### [Text for analysis]
________________________________________

It took two deaths within 72 hours to shake the agencies out of their slumber. But they have woken up only to play the blame game.
Meanwhile, people in south Delhi’s NCERT Colony continue to suffer. Between Tuesday evening and Wednesday morning, 40 people had to be taken to the hospital as their condition had deteriorated due to consumption of contaminated water.
The Central Public Works Department (CPWD) — responsible for distributing water in the NCERT Colony — on Wednesday blamed the Delhi Jal Board (DJB) for the fiasco.
“There is no problem in our distribution network. There was a blocked DJB sewer line. The overflowing sewage got mixed with the main line and contaminated the water. Our workers had cleaned the underground reservoir just 15 days ago,” said a senior CPWD official.
However, when an HT team visited the spot and took a look at the underground reservoir, it did not give the look of having been cleaned in years. There were cobwebs around the pipe, snails were seen crawling on it and insects breeding in the water.
News reports of water contamination, however, have made the CPWD set up a two-member inquiry committee to look into the incident. “The committee will submit its report in three days,” said the official. A CPWD team also collected water samples from the site for testing.
Debashree Mukherjee, DJB CEO, rebutted CPWD’s claim: “Our responsibility stops at the entry point of the bulk supply. We carry out water sampling in such colonies if needed, but overall, it is the responsibility of the agency which receives the bulk supply from us.”
Meanwhile, at the NCERT colony the mood remained sombre.
After Rahul Singh, a hotel management student, was admitted to the Safdarjung Hospital on Sunday, his parents too have fallen sick and are being treated at Modi Hospital.

________________________________________

### [Extracted material]
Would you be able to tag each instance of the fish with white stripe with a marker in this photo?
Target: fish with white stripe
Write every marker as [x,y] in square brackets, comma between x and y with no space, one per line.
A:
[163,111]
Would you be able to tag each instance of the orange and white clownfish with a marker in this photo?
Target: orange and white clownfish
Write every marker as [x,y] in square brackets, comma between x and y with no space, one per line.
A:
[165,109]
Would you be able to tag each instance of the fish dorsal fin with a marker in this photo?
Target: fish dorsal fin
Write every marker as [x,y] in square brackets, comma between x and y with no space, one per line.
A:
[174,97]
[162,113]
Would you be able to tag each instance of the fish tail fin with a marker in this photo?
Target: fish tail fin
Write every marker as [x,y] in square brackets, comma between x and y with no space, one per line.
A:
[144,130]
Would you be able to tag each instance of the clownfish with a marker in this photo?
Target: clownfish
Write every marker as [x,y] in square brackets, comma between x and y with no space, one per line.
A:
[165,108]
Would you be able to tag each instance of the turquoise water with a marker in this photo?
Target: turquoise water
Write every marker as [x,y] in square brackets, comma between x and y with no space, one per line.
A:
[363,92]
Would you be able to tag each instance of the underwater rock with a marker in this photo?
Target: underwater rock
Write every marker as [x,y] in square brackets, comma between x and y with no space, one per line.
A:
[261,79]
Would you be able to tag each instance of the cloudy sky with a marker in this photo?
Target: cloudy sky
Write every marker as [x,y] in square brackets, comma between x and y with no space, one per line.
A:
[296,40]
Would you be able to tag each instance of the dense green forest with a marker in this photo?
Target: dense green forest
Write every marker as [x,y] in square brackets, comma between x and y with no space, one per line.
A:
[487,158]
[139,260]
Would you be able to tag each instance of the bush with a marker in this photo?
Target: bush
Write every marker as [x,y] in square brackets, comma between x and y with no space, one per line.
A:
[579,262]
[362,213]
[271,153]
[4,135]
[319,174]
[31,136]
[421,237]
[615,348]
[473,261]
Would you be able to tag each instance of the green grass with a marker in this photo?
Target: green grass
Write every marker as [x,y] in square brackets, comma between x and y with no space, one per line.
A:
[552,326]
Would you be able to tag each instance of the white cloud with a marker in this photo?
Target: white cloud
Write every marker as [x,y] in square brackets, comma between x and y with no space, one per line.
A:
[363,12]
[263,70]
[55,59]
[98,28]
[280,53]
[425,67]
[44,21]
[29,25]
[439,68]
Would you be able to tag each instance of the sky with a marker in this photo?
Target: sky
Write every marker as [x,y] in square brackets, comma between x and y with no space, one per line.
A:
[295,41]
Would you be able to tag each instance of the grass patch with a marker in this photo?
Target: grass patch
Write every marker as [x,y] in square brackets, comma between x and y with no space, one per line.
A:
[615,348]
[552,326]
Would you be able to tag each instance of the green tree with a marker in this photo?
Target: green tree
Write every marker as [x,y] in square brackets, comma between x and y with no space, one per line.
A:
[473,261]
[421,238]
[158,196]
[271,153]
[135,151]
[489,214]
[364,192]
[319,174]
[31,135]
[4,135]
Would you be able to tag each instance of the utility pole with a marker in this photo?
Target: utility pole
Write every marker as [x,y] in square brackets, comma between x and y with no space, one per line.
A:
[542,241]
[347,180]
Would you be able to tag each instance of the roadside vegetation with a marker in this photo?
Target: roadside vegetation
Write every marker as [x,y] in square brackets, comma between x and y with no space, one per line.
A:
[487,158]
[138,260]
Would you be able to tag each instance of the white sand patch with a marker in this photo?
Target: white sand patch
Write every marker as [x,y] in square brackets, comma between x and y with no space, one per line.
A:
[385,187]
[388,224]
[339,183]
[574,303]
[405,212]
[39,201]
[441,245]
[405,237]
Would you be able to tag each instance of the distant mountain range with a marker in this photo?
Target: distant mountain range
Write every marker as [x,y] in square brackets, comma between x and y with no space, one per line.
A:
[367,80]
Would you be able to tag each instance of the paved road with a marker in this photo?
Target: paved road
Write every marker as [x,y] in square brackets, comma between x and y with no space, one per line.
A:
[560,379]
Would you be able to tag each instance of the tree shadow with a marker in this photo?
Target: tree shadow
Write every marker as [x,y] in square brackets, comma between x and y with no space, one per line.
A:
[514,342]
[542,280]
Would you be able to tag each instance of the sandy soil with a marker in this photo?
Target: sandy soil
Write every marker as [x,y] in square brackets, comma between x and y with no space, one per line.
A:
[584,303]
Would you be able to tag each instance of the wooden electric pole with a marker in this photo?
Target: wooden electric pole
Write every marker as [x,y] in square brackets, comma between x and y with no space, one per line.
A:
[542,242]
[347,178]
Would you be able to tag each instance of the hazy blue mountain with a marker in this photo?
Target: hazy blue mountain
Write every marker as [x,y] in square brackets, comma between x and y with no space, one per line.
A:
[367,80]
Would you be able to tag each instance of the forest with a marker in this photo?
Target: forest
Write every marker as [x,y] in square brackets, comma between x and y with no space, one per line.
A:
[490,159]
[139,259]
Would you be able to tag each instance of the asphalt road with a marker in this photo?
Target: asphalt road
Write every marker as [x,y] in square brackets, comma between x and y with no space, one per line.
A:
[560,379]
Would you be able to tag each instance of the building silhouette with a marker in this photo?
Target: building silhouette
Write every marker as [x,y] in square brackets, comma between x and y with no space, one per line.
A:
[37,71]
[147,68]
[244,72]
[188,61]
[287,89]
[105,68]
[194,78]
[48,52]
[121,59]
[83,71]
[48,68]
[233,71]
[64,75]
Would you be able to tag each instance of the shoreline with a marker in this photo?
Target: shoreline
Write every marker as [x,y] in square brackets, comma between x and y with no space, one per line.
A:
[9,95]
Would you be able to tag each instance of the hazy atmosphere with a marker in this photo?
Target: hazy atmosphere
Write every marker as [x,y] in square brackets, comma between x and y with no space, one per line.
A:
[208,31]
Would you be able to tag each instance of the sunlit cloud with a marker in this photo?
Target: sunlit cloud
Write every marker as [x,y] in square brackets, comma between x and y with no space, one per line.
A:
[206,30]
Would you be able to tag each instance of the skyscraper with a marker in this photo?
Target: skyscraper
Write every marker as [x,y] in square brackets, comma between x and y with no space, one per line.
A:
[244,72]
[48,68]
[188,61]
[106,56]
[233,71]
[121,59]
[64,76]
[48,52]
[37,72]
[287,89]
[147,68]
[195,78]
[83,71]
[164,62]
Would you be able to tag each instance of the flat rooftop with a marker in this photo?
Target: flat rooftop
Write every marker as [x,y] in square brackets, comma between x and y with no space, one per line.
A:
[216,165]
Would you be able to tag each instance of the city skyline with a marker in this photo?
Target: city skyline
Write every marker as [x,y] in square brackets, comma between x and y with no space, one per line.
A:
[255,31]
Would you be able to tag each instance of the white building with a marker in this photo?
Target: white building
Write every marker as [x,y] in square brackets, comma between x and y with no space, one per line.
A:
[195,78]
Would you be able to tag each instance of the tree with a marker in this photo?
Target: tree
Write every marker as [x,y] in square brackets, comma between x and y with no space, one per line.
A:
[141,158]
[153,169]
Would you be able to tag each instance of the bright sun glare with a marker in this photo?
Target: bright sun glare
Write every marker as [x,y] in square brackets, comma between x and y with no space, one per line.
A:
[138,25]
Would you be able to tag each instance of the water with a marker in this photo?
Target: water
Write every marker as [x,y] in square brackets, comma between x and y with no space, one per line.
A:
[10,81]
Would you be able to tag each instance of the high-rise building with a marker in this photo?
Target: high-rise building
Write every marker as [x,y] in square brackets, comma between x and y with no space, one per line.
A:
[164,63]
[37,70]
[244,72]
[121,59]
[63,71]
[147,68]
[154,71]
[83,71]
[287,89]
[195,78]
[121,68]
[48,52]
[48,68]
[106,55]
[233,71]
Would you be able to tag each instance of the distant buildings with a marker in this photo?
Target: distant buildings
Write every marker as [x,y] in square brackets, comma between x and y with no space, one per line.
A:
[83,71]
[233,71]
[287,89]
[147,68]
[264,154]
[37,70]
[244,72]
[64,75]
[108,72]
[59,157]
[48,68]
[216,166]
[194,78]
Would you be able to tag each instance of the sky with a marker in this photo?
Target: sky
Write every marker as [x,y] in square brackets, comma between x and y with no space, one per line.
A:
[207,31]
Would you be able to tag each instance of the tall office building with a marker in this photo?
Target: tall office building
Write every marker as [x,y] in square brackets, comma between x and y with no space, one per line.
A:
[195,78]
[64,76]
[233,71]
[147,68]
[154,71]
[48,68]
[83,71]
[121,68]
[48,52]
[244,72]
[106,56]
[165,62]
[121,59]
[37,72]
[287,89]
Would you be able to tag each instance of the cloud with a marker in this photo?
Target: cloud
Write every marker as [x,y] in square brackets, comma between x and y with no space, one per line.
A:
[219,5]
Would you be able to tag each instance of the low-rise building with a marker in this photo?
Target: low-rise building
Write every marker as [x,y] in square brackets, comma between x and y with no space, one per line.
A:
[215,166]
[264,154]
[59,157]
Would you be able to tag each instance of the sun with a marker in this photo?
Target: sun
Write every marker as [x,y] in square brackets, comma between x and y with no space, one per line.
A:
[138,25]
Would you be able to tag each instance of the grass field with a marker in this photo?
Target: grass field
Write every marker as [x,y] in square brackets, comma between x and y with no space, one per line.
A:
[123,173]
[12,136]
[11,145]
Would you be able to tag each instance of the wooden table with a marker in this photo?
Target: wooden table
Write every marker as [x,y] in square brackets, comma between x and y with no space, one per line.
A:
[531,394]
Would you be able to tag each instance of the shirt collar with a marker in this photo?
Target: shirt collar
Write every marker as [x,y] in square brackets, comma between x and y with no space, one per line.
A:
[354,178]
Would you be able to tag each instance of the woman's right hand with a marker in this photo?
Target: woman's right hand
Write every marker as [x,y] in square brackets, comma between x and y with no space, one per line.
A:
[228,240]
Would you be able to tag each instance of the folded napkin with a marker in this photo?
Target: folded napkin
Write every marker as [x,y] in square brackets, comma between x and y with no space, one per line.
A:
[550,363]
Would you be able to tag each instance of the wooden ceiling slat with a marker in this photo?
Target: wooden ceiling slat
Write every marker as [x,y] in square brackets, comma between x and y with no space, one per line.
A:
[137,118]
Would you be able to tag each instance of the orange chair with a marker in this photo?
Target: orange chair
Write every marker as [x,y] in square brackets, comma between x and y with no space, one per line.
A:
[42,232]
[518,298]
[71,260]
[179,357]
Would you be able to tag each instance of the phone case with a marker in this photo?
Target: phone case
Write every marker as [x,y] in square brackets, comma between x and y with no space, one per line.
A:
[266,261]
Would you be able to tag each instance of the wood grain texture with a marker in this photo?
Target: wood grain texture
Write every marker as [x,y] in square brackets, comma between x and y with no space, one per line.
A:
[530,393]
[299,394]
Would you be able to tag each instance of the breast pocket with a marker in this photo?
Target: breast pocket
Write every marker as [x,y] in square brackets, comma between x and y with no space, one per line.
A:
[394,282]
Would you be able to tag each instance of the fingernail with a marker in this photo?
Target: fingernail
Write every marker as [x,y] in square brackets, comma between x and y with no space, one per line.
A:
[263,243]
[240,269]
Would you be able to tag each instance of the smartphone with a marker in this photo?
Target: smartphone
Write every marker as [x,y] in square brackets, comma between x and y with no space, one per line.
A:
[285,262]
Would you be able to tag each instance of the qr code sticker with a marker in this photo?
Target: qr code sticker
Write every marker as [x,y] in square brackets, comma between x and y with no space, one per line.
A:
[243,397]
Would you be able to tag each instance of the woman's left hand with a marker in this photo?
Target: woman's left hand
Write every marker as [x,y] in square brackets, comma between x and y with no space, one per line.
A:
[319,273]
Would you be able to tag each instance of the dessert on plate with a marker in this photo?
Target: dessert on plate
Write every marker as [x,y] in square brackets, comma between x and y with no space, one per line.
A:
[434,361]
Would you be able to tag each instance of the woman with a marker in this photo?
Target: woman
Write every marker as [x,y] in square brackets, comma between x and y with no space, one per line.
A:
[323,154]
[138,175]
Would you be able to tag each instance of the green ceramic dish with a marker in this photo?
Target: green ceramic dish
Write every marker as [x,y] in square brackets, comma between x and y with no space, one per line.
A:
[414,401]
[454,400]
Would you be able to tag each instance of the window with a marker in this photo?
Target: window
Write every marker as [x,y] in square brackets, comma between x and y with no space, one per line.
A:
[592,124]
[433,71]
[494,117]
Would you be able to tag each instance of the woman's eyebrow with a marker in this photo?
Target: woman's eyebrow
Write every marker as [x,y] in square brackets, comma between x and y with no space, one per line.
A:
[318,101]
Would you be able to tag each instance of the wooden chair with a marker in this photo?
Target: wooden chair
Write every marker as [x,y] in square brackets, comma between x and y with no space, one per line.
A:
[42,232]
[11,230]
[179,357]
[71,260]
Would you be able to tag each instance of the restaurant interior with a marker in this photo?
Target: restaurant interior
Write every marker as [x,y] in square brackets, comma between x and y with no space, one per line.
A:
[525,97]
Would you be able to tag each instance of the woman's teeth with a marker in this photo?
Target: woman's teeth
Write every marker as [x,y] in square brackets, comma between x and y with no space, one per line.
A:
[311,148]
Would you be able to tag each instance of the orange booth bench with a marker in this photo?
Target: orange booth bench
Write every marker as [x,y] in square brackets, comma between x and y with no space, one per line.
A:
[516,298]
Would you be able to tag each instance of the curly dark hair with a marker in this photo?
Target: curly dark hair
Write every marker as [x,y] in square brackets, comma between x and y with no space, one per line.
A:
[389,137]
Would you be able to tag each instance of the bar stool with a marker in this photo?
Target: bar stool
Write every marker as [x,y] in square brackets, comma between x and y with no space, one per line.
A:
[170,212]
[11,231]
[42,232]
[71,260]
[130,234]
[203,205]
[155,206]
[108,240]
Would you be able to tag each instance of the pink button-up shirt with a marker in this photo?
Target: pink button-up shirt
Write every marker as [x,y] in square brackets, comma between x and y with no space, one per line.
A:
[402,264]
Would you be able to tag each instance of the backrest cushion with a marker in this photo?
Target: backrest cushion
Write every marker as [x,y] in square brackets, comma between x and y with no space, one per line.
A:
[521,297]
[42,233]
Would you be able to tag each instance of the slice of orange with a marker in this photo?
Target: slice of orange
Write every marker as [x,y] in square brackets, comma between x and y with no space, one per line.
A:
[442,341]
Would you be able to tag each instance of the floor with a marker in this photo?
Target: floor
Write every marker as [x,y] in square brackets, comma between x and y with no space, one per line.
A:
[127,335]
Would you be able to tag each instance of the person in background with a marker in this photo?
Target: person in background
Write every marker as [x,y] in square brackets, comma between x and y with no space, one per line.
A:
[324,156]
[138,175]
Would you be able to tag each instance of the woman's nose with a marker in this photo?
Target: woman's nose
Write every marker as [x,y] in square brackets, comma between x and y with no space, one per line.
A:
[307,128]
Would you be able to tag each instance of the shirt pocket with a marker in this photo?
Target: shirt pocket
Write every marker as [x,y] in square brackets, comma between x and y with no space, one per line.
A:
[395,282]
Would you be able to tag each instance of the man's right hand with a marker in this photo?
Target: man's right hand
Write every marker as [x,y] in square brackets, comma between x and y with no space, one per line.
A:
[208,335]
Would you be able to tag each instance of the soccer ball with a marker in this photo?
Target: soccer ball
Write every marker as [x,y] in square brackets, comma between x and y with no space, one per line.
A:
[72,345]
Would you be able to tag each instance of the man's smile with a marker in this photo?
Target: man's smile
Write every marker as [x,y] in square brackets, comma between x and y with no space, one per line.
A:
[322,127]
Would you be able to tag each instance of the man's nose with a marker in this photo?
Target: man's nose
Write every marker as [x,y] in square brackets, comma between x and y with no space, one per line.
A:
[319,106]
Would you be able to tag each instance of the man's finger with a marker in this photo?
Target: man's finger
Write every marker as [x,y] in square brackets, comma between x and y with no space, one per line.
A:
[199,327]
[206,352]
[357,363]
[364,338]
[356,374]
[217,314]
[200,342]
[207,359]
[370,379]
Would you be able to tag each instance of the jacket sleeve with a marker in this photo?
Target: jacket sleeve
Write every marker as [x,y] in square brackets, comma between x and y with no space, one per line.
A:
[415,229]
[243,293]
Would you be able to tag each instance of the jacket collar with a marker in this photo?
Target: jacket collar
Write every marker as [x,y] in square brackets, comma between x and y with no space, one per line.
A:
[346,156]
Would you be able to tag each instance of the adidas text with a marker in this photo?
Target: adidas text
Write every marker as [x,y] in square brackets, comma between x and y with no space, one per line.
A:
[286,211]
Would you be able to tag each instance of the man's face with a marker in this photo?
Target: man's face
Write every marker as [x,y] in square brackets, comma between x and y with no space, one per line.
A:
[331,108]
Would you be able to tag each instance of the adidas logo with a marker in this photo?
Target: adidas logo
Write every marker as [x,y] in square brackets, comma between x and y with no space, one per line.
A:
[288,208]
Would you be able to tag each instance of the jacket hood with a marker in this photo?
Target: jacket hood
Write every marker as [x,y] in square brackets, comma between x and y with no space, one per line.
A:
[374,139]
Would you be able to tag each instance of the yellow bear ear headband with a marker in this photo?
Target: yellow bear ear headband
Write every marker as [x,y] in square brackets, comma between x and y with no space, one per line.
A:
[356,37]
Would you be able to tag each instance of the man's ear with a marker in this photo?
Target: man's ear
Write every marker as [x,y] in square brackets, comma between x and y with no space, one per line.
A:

________________________________________

### [Problem to solve]
Answer these questions from the report on contaminated water in NCERT Colony:
(a) How many people were taken to the hospital between Tuesday evening and Wednesday morning?
(b) Within how many days will the CPWD inquiry committee submit its report?
(c) At which hospital are Rahul Singh's parents being treated?
The lines that come after the report are separate material.

### [Response to this exercise]
(a) 40
(b) Three
(c) Modi Hospital